_About this exercise_
Show the lines below that contain the string "shirt".
Segment Open
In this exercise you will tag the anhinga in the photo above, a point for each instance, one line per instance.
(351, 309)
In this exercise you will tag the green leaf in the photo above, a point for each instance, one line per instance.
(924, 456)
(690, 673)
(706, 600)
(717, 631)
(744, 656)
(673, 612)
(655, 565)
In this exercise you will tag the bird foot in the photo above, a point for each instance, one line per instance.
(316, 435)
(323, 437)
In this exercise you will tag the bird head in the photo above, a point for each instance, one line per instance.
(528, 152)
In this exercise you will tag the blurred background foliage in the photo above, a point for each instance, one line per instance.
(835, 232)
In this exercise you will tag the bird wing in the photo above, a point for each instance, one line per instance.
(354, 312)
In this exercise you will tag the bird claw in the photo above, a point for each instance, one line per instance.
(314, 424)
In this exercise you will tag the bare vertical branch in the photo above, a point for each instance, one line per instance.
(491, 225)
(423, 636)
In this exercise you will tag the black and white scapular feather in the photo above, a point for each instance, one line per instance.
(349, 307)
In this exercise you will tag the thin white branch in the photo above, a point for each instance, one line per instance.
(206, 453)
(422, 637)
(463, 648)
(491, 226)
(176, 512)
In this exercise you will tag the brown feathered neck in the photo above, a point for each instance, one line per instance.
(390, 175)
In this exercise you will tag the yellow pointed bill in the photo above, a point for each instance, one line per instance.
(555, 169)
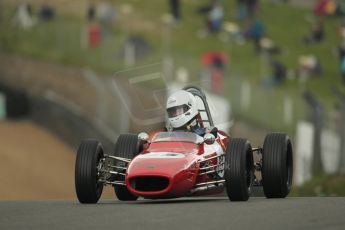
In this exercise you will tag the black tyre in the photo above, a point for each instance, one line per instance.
(239, 169)
(277, 165)
(127, 146)
(86, 179)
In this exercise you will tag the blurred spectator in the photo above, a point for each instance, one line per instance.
(325, 7)
(23, 17)
(246, 8)
(215, 16)
(309, 65)
(279, 1)
(341, 29)
(46, 13)
(241, 9)
(94, 35)
(252, 6)
(215, 66)
(278, 75)
(341, 55)
(175, 9)
(340, 9)
(316, 35)
(91, 13)
(255, 31)
(268, 46)
(105, 15)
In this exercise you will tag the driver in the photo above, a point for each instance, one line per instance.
(183, 113)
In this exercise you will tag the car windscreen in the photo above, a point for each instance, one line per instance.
(177, 137)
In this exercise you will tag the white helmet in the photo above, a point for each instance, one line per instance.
(181, 108)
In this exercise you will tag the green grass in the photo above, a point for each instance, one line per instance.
(322, 185)
(60, 41)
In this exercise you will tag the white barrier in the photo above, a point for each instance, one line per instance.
(330, 150)
(2, 106)
(304, 152)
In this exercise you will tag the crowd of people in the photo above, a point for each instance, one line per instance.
(249, 27)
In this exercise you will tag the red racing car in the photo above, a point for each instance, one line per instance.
(171, 164)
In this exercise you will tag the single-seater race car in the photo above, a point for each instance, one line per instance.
(172, 164)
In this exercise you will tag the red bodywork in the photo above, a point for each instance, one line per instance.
(171, 169)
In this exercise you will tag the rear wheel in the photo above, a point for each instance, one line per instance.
(277, 165)
(239, 169)
(127, 146)
(88, 189)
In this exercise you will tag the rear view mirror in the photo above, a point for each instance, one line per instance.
(143, 137)
(209, 138)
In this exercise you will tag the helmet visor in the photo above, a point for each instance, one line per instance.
(177, 110)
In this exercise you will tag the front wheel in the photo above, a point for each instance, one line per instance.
(277, 165)
(87, 187)
(127, 146)
(239, 169)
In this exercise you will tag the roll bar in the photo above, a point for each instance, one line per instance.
(197, 92)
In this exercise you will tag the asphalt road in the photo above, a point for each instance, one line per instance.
(186, 213)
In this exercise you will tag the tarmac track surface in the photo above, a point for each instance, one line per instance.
(185, 213)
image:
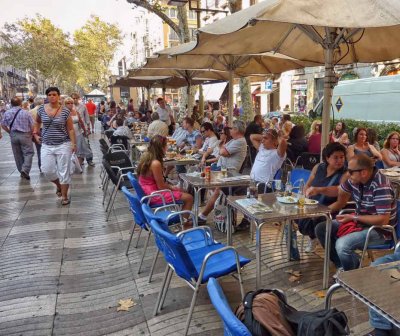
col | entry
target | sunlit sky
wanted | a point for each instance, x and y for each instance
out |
(68, 15)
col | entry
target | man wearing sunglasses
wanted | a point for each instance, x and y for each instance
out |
(271, 154)
(375, 205)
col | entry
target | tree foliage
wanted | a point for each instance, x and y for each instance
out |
(95, 44)
(38, 45)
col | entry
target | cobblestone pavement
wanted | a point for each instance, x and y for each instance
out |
(63, 269)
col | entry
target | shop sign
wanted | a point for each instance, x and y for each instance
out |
(339, 104)
(268, 85)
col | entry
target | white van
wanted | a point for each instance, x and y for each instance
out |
(375, 99)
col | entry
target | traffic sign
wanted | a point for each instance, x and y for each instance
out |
(339, 104)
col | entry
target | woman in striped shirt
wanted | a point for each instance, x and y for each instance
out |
(58, 142)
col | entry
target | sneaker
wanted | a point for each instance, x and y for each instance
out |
(338, 271)
(243, 225)
(25, 175)
(311, 246)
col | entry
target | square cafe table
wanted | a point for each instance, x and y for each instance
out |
(217, 181)
(377, 287)
(281, 212)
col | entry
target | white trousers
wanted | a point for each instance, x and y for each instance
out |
(56, 161)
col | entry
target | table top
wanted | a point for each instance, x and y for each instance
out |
(135, 142)
(181, 162)
(217, 180)
(378, 286)
(280, 211)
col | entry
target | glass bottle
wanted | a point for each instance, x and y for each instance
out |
(300, 195)
(288, 185)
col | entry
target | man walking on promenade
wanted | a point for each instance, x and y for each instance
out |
(19, 124)
(82, 110)
(91, 108)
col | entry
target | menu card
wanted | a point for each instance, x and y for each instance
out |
(253, 205)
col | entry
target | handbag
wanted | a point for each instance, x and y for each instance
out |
(15, 115)
(75, 167)
(347, 228)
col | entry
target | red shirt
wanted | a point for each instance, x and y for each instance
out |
(314, 143)
(91, 107)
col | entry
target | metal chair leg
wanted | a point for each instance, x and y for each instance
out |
(166, 290)
(144, 250)
(105, 189)
(160, 293)
(329, 294)
(189, 318)
(130, 238)
(111, 196)
(153, 265)
(138, 237)
(111, 204)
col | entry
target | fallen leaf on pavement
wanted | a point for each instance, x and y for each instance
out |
(320, 294)
(293, 278)
(124, 305)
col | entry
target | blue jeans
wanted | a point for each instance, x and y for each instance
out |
(342, 251)
(376, 320)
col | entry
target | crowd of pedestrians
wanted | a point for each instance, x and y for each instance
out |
(347, 172)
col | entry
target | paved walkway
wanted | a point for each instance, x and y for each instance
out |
(63, 269)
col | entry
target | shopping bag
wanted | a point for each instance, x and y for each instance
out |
(75, 167)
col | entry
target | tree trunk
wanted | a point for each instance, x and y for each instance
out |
(186, 102)
(244, 83)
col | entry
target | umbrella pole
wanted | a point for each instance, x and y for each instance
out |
(230, 101)
(328, 81)
(149, 97)
(189, 100)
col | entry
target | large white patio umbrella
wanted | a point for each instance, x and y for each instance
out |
(159, 81)
(330, 32)
(190, 77)
(234, 66)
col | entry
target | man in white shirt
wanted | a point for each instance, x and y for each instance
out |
(270, 157)
(164, 111)
(232, 155)
(157, 127)
(271, 154)
(211, 140)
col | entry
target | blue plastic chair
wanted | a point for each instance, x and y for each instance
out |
(232, 325)
(389, 244)
(195, 265)
(298, 174)
(163, 214)
(379, 164)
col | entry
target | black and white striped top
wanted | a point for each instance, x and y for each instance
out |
(54, 131)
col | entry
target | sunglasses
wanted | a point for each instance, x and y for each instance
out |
(351, 171)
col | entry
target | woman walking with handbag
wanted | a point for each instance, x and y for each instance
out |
(58, 142)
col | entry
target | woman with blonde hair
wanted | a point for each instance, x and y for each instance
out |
(151, 178)
(362, 146)
(82, 147)
(390, 152)
(314, 128)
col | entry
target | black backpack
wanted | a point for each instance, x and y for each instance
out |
(325, 322)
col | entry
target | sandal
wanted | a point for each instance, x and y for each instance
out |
(65, 202)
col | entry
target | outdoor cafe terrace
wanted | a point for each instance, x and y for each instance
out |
(64, 269)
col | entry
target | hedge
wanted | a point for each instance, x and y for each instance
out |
(382, 129)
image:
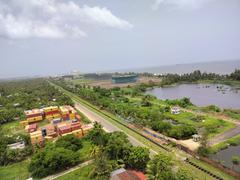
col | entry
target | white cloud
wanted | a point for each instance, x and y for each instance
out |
(52, 19)
(181, 4)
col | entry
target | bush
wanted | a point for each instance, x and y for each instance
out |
(50, 160)
(161, 126)
(69, 142)
(182, 131)
(138, 158)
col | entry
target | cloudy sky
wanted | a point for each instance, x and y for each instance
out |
(42, 37)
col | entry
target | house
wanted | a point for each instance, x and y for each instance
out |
(18, 145)
(123, 174)
(175, 110)
(196, 137)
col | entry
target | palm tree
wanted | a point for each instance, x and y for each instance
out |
(235, 161)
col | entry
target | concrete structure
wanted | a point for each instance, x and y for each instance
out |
(18, 145)
(123, 174)
(175, 110)
(118, 79)
(196, 137)
(33, 115)
(67, 112)
(51, 113)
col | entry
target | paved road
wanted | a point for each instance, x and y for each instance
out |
(109, 127)
(225, 136)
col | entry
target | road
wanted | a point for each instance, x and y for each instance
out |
(225, 136)
(109, 127)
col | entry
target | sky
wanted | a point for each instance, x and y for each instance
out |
(48, 37)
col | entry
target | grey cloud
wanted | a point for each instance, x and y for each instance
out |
(21, 19)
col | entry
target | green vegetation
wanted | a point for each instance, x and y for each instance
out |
(66, 152)
(115, 151)
(235, 114)
(132, 106)
(161, 167)
(17, 96)
(234, 141)
(79, 174)
(198, 174)
(15, 171)
(8, 155)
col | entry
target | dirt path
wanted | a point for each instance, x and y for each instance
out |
(228, 119)
(109, 127)
(225, 135)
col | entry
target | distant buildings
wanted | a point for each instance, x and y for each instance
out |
(175, 110)
(117, 79)
(62, 120)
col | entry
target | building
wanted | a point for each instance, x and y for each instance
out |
(51, 113)
(18, 145)
(118, 79)
(67, 112)
(175, 110)
(68, 77)
(196, 137)
(33, 115)
(123, 174)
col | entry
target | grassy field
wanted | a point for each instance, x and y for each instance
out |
(211, 123)
(12, 128)
(15, 171)
(79, 174)
(234, 141)
(196, 173)
(20, 170)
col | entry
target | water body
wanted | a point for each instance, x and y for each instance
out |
(219, 67)
(225, 156)
(201, 94)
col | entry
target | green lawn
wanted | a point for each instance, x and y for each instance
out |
(15, 171)
(85, 152)
(234, 141)
(81, 174)
(197, 173)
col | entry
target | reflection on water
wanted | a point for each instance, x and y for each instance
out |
(201, 94)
Segment Closed
_Exercise response_
target | woman in striped shirt
target | red shirt
target | man in white shirt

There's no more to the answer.